**Tarefas**
(A) Copie do texto sobre o choro tudo o que vai de "Doce do Coco" até "útil ao agradável.".
(B) Responda com base no texto sobre o choro:
(i) Quem assina o texto?
(ii) Qual composição de Jacob do Bandolim é citada, e de que ano?
(iii) Qual foi o primeiro cenário escolhido para a pesquisa musical?
(C) Retome o texto sobre o choro a partir do ponto em que ele para.

**Documento**
____

SÉRIE “O CHORO” – “DOS LUGARES ONDE PASSEI” – PARTE V
Por Joaquim Macedo Júnior
Reduto do choro e da feijoada no Guarujá
Para produzir esta série gastei um tempo precioso, que só me trouxe informações e alegria. Foram compromissos daqueles que a gente cumpre com o maior prazer, embora tenha de respeitar todos os rituais, como contatos, agendamentos, encontros e principalmente cumprir horários e saber o momento certo de abordar a matéria-prima da reportagem, o músico e sua sensibilidade.
Disso não tenho do que me queixar: na maioria arrasadora da vezes, fui bem recebido e fiquei à vontade.
Neste texto de hoje, trago o título: ‘Dos Lugares Onde Passei!’ Incluindo aí lugares onde passei antes mesmo de fazer a reportagem.
Doce do Coco (1951), de Jacob do Bandolim, com o próprio
No Tahiti
A escolha do Tahiti como primeiro cenário para minha pesquisa musical – a reportagem – foi ocasional. Coisa de unir o útil ao agradável.

____

**Dados exibidos**
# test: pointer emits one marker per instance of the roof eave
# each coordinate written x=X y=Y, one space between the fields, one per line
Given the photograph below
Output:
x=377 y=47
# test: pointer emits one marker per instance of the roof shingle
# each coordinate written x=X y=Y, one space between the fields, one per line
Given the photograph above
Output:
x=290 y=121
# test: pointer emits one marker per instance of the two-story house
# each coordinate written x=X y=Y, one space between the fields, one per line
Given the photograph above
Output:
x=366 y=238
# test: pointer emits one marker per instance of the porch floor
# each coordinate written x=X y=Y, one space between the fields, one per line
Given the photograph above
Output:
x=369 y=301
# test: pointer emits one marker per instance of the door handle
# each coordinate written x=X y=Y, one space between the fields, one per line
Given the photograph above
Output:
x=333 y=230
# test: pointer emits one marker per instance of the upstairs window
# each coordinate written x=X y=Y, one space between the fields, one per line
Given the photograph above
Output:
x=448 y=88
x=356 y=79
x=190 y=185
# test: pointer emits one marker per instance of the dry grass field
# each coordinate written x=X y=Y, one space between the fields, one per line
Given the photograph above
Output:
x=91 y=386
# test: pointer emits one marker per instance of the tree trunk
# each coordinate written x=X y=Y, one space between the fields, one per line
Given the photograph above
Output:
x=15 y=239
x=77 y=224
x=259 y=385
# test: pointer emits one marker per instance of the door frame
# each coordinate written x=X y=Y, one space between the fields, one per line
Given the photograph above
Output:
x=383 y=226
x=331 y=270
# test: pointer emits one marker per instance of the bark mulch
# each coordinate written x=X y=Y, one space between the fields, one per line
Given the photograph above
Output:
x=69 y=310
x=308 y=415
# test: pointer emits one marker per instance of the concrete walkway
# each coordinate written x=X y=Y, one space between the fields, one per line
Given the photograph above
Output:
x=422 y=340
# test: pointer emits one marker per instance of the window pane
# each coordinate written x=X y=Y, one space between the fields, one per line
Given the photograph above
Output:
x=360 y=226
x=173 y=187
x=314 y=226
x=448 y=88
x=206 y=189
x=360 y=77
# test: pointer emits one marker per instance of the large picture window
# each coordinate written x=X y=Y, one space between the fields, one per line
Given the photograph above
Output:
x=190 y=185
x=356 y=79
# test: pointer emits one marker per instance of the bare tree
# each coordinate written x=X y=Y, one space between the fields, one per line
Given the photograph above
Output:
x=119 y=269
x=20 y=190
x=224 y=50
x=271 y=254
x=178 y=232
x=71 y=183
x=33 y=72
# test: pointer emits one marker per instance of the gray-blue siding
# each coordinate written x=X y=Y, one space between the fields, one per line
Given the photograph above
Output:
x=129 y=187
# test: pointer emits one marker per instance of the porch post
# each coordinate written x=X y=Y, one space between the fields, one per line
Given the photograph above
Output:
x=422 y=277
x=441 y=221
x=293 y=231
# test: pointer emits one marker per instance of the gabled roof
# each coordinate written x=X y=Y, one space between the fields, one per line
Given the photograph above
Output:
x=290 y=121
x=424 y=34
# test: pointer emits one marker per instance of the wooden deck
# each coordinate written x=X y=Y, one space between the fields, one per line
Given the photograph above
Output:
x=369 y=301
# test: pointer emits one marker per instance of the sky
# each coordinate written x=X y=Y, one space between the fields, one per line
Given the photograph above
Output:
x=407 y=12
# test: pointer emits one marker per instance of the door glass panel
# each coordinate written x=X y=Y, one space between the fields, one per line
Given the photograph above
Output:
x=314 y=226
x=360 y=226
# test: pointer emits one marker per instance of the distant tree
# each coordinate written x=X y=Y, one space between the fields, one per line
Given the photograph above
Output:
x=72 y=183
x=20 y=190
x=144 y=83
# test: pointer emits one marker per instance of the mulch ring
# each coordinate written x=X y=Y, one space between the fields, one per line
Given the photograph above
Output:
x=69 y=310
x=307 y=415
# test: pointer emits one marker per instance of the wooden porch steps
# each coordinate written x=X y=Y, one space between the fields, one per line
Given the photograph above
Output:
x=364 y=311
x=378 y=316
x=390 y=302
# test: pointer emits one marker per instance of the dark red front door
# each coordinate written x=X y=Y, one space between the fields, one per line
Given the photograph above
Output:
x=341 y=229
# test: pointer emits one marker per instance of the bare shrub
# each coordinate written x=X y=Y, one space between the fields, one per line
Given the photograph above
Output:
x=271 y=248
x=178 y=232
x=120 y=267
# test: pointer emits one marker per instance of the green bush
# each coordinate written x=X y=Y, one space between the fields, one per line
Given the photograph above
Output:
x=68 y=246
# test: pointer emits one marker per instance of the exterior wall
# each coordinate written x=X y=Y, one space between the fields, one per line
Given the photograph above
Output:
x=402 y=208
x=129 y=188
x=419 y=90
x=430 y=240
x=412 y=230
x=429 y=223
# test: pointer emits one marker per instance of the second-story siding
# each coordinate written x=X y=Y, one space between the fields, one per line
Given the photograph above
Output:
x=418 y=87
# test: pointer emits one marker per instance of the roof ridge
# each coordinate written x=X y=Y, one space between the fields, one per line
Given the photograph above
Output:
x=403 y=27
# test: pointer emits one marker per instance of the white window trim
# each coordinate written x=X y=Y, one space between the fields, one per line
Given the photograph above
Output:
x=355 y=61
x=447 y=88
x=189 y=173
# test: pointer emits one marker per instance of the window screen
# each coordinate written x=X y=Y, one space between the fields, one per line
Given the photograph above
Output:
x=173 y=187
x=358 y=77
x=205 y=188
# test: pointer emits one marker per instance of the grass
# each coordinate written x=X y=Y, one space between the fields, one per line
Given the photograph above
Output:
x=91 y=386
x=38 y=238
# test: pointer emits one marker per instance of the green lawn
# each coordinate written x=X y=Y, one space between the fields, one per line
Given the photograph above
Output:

____

**Respostas**
(A)
Doce do Coco (1951), de Jacob do Bandolim, com o próprio
No Tahiti
A escolha do Tahiti como primeiro cenário para minha pesquisa musical – a reportagem – foi ocasional. Coisa de unir o útil ao agradável.

(B)
(i) Joaquim Macedo Júnior.
(ii) Doce do Coco, de 1951.
(iii) O Tahiti.

(C)
Vontade de devorar uma feijoada com a informação de que ali estaria tocando, ao léu, ou para quem quisesse ouvir amiúde, o grupo de choro ‘Primas & Bordões’, formado por Marcio de Abreu (“Márcio do Cavaco”), o Mauro Alves (“Mauro 7 cordas”) o Toledo (Carlos Toledo, flauta e sax) e Edinho do Pandeiro (Éderson Schmidt), que foi nosso guia e de quem fiz o perfil que ilustra essa reportagem.
O grupo foi fundado nos anos 1960 pelo “Mauro 7 Cordas” – hoje com 80 anos – e o já falecido “Walter do Bandolim”, uma das lendas da Baixada Santista.
“Chora, Genésio”, de São João Del Rey
Como que para consolidar a ideia da pauta, chega no meio da tarde, de repente e de mansinho, mineiramente, uma meia dúzia de pessoas com instrumentos na mão, cavando um espaço para dar uma canja.
Era o “Chora, Genésio”, formado em São João Del Rey, que estava peregrinando pelo Brasil afora e, naquele dia, havia pernoitado no Guarujá. Com a anuência do conjunto principal, que tratou os mineiros com lhaneza e generosidade, o “Chora, Genésio” danou-se a despejar um repertório versátil, do tradicional ao choro moderno, encantando os que ali estavam.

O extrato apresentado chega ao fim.